• Short problem:
Rewrite the listing from its first line through the line containing "[945,29,1006,106]", inclusive, changing "palm tree" to "coconut palm" and keeping everything else unchanged.

• Records provided:
** BEGIN **

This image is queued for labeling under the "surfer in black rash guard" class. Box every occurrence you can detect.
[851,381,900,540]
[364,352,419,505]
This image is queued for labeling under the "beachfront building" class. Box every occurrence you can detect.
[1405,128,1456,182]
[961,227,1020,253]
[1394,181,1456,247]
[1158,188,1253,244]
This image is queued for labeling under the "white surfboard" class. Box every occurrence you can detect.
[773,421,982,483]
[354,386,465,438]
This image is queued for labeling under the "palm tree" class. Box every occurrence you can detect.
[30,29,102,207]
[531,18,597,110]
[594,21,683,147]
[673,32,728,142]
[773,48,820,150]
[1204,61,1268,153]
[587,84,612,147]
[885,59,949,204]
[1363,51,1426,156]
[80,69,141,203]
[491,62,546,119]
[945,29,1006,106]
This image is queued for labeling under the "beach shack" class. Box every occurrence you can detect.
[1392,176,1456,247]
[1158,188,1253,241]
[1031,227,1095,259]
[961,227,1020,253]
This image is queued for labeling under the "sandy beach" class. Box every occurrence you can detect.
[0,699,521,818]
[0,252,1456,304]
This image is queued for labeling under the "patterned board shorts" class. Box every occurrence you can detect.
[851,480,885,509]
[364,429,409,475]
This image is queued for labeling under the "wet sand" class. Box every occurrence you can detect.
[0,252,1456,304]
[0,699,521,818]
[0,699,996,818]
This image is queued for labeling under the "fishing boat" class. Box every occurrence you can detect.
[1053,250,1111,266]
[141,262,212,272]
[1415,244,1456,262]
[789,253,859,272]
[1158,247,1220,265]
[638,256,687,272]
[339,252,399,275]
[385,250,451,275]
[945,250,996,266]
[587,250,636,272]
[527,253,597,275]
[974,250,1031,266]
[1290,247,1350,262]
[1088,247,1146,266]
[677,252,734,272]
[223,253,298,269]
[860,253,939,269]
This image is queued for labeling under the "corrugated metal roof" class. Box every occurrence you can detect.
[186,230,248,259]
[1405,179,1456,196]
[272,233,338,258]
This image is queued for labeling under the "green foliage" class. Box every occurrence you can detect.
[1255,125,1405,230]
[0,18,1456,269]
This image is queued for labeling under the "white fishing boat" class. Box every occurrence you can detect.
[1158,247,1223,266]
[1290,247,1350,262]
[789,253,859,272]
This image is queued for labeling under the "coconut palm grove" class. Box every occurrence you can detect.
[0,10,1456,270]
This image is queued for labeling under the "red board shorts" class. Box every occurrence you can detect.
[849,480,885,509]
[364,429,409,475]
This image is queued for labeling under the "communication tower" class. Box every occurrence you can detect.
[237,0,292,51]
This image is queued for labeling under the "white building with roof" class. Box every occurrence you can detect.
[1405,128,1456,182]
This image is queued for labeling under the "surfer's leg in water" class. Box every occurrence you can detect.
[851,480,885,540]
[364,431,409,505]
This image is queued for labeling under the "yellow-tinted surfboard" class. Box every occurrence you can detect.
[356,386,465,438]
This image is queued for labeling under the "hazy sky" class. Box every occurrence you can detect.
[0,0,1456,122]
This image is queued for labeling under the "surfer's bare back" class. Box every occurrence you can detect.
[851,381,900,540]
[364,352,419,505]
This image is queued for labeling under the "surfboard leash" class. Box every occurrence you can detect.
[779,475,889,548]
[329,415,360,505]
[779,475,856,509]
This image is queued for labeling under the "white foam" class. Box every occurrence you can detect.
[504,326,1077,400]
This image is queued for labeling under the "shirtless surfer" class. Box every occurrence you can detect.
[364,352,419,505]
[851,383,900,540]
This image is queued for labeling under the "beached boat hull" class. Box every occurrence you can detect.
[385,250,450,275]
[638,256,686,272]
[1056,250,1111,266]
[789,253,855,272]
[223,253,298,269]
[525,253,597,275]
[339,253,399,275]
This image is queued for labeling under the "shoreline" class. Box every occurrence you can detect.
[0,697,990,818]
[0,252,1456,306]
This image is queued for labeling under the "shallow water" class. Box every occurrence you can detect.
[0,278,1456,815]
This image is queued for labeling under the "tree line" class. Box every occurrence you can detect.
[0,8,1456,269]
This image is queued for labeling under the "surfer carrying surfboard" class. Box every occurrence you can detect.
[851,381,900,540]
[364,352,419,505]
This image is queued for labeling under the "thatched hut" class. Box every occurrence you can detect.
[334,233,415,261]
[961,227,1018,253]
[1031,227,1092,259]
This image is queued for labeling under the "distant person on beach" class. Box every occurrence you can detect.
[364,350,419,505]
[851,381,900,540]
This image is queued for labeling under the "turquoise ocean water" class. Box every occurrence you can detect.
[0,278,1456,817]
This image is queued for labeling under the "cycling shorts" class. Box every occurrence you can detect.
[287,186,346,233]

** END **

• Exercise answer:
This image is queued for labeling under the "surfer in black rash guard" class. Box every occurrence you can detect.
[851,381,900,540]
[364,352,419,505]
This image is queued for labeling under the "beachfront building" class. Box every occurrence you can detect.
[1405,128,1456,182]
[961,227,1020,253]
[1394,181,1456,247]
[1158,188,1253,244]
This image is queued for labeling under the "white surfboard" class. Box every occurrence you can detect.
[773,421,982,483]
[354,386,465,438]
This image is queued for labeling under the "coconut palm" class. Box every occurrence you can detect.
[30,29,102,207]
[531,18,597,110]
[594,21,683,147]
[673,32,728,142]
[773,48,820,150]
[1204,61,1268,153]
[587,84,612,147]
[885,59,949,204]
[1363,51,1426,156]
[80,69,141,203]
[491,62,546,119]
[945,29,1006,106]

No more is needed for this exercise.